_DOCUMENT EXCERPT_:
Data and its privacy in the new world order needs an all-in-one platform for people to check their sensitive information exposures and remediate the same, learn about preventive measures against cyberattacks, and more robust cyber hygiene practices

- SAKET MODI

IT'S TIME TO HAVE A CYBER QUOTIENT

“My house is my castle, how can you disturb me at my home? My time is my time; my life is my life. My privacy is supreme to me.” - Former Chief Justice of India Dipak Misra, while delivering the MC Setalvad Memorial Lecture in New Delhi.

For eons, humanity has been able to survive because of its collective ingenuity and intelligence. Anything that threatens to curb this freedom needs to be handled with utmost caution. At the 2019 Stanford Commencement, Tim Cook said that the thoughts, innovations, creations, and designs that humans can create would be drastically stifled if their privacy is at stake.

_PROVIDED INFORMATION_:
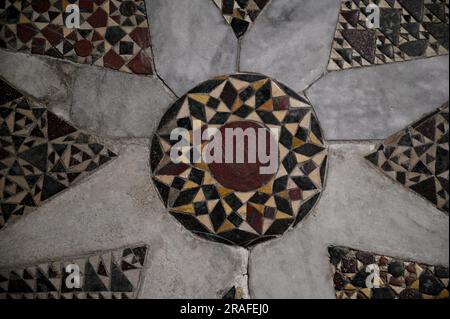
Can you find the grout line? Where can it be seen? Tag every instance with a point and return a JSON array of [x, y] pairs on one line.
[[238, 56]]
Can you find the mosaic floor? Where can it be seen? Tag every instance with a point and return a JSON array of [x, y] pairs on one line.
[[192, 228], [234, 203], [409, 29], [111, 33], [397, 279], [241, 14], [417, 157]]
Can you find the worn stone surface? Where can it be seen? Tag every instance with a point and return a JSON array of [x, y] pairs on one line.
[[120, 207], [375, 102], [117, 104], [360, 208], [45, 79], [191, 42], [291, 41]]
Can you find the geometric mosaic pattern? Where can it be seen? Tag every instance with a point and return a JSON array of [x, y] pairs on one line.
[[40, 154], [418, 157], [234, 293], [113, 33], [409, 29], [241, 207], [241, 14], [396, 279], [108, 275]]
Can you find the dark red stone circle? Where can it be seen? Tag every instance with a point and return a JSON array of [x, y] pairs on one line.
[[83, 48], [244, 177], [40, 6]]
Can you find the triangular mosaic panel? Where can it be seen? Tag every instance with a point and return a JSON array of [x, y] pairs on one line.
[[353, 271], [107, 275], [409, 29], [418, 157], [234, 293], [238, 214], [241, 14], [112, 33], [40, 154]]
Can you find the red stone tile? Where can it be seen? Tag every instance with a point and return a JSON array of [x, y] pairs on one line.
[[112, 60], [26, 31], [98, 19], [254, 218], [83, 48], [38, 46]]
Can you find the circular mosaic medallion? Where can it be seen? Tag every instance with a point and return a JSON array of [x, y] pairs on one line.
[[252, 187]]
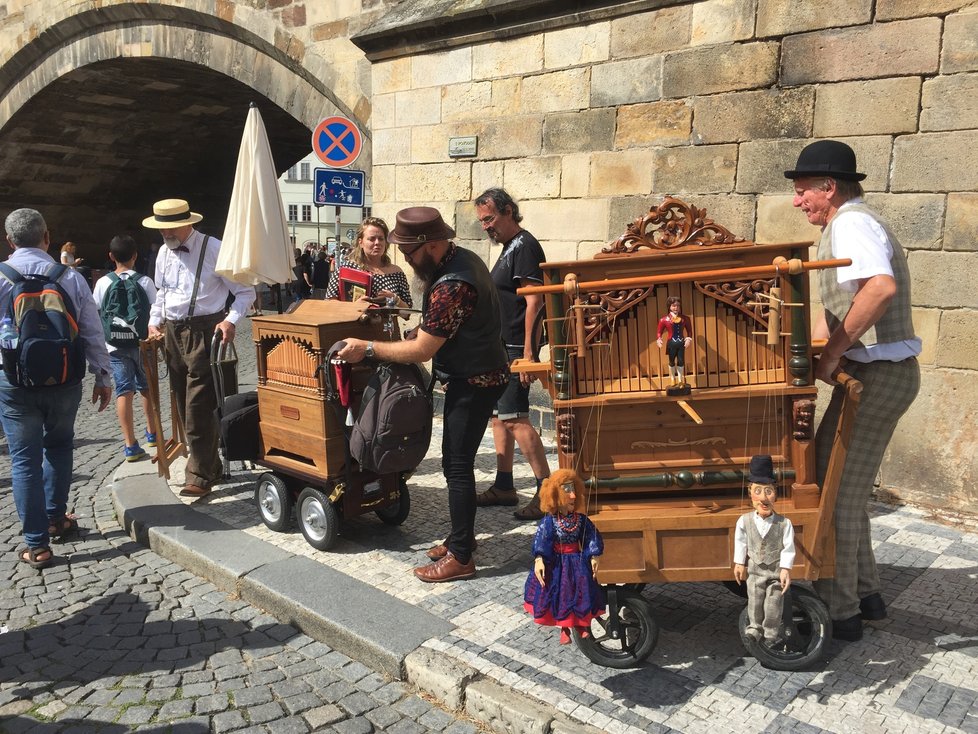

_EXERCISES_:
a. List every person named in the cyber privacy essay, including anyone a lecture is named after.
b. Resume the cyber privacy essay after its final sentence.

_TASK-BY-TASK OUTPUTS_:
a.
Saket Modi
Dipak Misra
MC Setalvad
Tim Cook

b.
Under Article 21 of the Indian Constitution, the Right to Privacy is recognised as a Fundamental Right for every living person in India. While we await the Personal Data Protection Bill (2019) to be passed in Parliament, the pandemic has accelerated digital growth and cyber-adoption. What happens when a country of 137 crore people depends on the internet to function? An insurmountable amount of data is being created, transmitted, and stored. An astonishing 463 exabytes of data will be generated each day, and India, a data-rich economy, will account for about 21 exabytes per month by 2025! For perspective, to create 1 exabyte of data, your video call would have to last for 2,37,832 years!